▶ _WHAT THE TASK REQUIRES_:
Reproduce each line of the following data verbatim, without any changes.

▶ _INPUT MATERIAL_:
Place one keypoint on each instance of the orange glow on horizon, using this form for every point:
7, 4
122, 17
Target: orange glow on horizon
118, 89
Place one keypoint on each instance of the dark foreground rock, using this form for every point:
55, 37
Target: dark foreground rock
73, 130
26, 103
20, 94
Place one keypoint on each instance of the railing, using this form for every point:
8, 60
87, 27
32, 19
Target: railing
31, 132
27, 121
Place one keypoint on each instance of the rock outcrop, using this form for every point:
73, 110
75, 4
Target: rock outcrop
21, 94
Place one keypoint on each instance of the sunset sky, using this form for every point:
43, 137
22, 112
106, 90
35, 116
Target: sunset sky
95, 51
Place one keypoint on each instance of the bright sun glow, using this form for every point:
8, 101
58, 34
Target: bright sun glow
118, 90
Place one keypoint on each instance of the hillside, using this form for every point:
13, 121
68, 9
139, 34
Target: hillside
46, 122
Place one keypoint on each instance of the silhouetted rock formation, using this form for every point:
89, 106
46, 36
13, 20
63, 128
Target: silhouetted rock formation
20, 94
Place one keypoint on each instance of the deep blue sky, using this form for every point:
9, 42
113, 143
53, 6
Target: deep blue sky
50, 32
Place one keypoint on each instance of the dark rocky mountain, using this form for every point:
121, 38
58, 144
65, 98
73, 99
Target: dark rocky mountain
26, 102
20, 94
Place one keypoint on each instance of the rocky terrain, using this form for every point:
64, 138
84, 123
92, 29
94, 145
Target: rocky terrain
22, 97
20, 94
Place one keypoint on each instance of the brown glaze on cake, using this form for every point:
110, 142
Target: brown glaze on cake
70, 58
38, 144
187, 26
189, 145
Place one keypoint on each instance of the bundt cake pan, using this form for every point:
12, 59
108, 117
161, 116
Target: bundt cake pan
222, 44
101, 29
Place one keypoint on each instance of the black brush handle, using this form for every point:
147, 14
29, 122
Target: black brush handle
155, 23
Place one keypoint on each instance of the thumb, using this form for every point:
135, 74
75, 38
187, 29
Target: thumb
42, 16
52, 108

▶ _COMPLETED TASK_:
Place one keypoint on each instance of the orange glow on horizon, using this form for every point:
7, 4
122, 17
Target: orange glow on horizon
118, 89
Place one keypoint on each instance of the dark foreground rock, using this form for every point:
55, 37
Target: dark foreground rock
73, 130
26, 103
20, 94
Place one keypoint on each instance of the railing, using this form for every point:
8, 60
87, 27
32, 19
Target: railing
31, 132
27, 121
Place one keypoint on each instance of the rock outcrop, using this form for every point:
73, 110
75, 4
Target: rock outcrop
21, 94
Place one keypoint on each instance of the sunset sky, using this form for every point:
43, 137
22, 112
106, 90
35, 116
Target: sunset sky
95, 51
Place one keypoint on each instance of the bright sun glow, using this form for every point:
8, 101
58, 34
Target: bright sun glow
118, 90
Place one keypoint on each instance of the hillside, using this form for every point:
13, 121
68, 9
139, 34
Target: hillside
46, 122
Place one keypoint on each instance of the silhouetted rock formation, using this form for every point:
89, 106
46, 36
13, 20
63, 128
Target: silhouetted rock formation
20, 94
Place one keypoint on each instance of the deep blue sky, using this form for every point:
9, 42
113, 143
53, 6
Target: deep blue sky
50, 32
Place one keypoint on each instance of the dark rocky mountain, using this form for every point:
121, 38
58, 144
65, 98
73, 99
Target: dark rocky mountain
26, 102
20, 94
Place one keypoint on each instance of the rocky terrain, using this form for every point:
64, 138
84, 123
92, 29
94, 145
Target: rocky terrain
22, 97
20, 94
Place one keypoint on each instance of the brown glaze on cake, using this form for every point:
110, 142
Target: brown glaze on cake
70, 58
38, 144
187, 26
189, 145
Place one keypoint on each instance of the bundt cake pan, using this form for every point:
12, 59
108, 117
161, 116
Target: bundt cake pan
222, 44
101, 29
Place one keypoint on each instance of the black brush handle, using this form for every point:
147, 14
29, 122
Target: black brush handle
155, 23
Place one keypoint on each instance of the thumb, using this form for every point:
135, 74
75, 38
187, 29
Target: thumb
42, 16
52, 108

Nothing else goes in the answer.